▶ PASSAGE GIVEN:
• • • • • • •
Skip to main content

Content Authentication & Headers

Configure authentication and custom headers for extracting content from protected pages, internal systems, and sites requiring specific browser identification.

Authentication Options

HTTP Basic Authentication (httpAuth)

  • Default: None
  • Description: Provides HTTP Basic Authentication credentials
  • Format: base64url(username:password)
  • Example: httpAuth=YWRtaW46c2VjcmV0MTIz

Custom User Agent (userAgent)

  • Default: Standard Chrome user agent
  • Description: Override the browser's user agent string
  • Format: Base64URL encoded string
  • Example: userAgent=TW96aWxsYS81LjAgKGN1c3RvbSBib3Qp

Usage Examples

Basic Authentication

https://cdn.capture.page/KEY/HASH/content?url=https://protected.docs.com&httpAuth=YWRtaW46cGFzc3dvcmQ

Custom User Agent

https://cdn.capture.page/KEY/HASH/content?url=https://api-docs.com&userAgent=TW96aWxsYS81LjAgKGJvdCkgQXBwbGVXZWJLaXQ

Combined Authentication

https://cdn.capture.page/KEY/HASH/content?url=https://internal.wiki.com&httpAuth=YWRtaW46c2VjcmV0&userAgent=Q29tcGFueUJvdA

HTTP Basic Authentication

Encoding Credentials

JavaScript

function encodeAuth(username, password) {
const credentials = `${username}:${password}`;
return btoa(credentials)
.replace(/\+/g, '-')
.replace(/\//g, '_')
.replace(/=/g, '');
}

// Example usage
const auth = encodeAuth('admin', 'secret123');
// Result: YWRtaW46c2VjcmV0MTIz

Python

import base64

def encode_auth(username, password):
credentials = f"{username}:{password}"
encoded = base64.urlsafe_b64encode(credentials.encode())
return encoded.decode().rstrip('=')

auth = encode_auth('admin', 'secret123')
• • • • • • •
▶ WHAT YOU NEED TO DO: Quote the page on content authentication and headers word for word, from "import base64" to "auth = encode_auth('admin', 'secret123')".

▶ EXTRACTED DATA:
• • • • • • •
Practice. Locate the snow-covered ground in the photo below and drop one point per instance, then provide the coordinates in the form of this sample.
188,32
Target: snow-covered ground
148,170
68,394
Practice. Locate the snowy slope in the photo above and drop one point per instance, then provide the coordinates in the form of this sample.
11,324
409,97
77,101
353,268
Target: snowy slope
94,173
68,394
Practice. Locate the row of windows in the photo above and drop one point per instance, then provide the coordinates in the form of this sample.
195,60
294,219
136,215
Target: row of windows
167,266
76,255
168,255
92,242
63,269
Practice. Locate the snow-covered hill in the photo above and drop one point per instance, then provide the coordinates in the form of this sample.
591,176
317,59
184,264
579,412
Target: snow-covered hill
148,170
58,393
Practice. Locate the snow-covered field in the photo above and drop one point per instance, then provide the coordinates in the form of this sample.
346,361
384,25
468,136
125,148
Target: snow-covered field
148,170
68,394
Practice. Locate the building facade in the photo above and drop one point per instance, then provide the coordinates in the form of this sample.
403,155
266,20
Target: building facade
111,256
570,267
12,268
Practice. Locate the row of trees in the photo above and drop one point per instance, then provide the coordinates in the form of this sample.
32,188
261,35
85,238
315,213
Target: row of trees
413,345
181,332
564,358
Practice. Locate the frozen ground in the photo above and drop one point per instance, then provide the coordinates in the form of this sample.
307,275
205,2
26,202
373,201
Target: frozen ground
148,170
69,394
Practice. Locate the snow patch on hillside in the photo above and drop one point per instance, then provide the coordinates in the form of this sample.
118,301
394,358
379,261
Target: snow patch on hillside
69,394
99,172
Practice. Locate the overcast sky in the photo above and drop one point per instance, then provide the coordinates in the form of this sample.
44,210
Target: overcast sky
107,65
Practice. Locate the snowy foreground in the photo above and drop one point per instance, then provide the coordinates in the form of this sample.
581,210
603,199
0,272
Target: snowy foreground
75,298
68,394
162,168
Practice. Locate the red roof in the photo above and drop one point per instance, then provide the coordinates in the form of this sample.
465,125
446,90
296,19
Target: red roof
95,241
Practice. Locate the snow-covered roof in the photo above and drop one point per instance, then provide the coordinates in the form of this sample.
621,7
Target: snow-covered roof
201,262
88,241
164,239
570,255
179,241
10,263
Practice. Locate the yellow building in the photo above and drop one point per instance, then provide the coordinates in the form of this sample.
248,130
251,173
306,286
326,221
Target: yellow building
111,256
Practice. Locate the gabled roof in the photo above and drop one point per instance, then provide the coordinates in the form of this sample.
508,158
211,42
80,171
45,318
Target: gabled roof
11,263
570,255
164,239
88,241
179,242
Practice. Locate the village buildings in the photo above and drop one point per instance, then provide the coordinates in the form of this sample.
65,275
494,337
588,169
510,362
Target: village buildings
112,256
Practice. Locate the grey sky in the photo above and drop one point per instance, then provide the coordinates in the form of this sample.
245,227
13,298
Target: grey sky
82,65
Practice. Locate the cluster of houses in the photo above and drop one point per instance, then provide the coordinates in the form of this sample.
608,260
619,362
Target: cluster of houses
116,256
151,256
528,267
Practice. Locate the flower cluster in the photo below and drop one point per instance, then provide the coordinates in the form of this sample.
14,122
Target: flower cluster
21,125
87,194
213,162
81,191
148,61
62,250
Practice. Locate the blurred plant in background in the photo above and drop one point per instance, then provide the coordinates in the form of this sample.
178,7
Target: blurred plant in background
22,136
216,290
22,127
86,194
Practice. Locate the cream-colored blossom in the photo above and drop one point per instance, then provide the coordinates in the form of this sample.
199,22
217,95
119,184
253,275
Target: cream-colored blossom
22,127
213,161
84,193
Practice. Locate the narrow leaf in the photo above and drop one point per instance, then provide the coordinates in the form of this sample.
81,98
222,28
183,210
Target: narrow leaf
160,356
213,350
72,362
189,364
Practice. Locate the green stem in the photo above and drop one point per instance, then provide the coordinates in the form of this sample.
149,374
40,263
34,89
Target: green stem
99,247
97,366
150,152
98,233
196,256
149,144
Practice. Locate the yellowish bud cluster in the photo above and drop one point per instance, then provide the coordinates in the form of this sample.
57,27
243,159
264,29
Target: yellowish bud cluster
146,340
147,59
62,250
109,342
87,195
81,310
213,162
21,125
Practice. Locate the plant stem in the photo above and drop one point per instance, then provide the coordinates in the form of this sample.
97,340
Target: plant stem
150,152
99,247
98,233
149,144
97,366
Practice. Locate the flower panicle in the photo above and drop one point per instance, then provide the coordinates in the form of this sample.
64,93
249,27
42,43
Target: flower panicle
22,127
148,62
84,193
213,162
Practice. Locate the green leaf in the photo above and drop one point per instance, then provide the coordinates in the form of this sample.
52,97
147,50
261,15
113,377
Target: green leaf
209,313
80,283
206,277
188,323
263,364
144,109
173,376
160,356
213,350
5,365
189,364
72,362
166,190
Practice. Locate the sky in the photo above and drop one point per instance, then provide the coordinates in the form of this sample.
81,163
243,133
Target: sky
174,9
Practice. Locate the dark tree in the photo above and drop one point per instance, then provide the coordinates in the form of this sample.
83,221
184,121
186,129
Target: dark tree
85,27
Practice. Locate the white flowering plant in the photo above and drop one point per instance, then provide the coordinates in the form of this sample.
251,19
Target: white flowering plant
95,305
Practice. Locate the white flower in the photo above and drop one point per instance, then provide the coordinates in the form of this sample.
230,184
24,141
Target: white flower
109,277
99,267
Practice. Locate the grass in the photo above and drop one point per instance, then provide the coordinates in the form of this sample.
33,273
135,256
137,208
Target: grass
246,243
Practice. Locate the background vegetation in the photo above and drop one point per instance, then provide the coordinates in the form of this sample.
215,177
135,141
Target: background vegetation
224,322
• • • • • • •
▶ EXERCISE RESULT:
import base64

def encode_auth(username, password):
credentials = f"{username}:{password}"
encoded = base64.urlsafe_b64encode(credentials.encode())
return encoded.decode().rstrip('=')

auth = encode_auth('admin', 'secret123')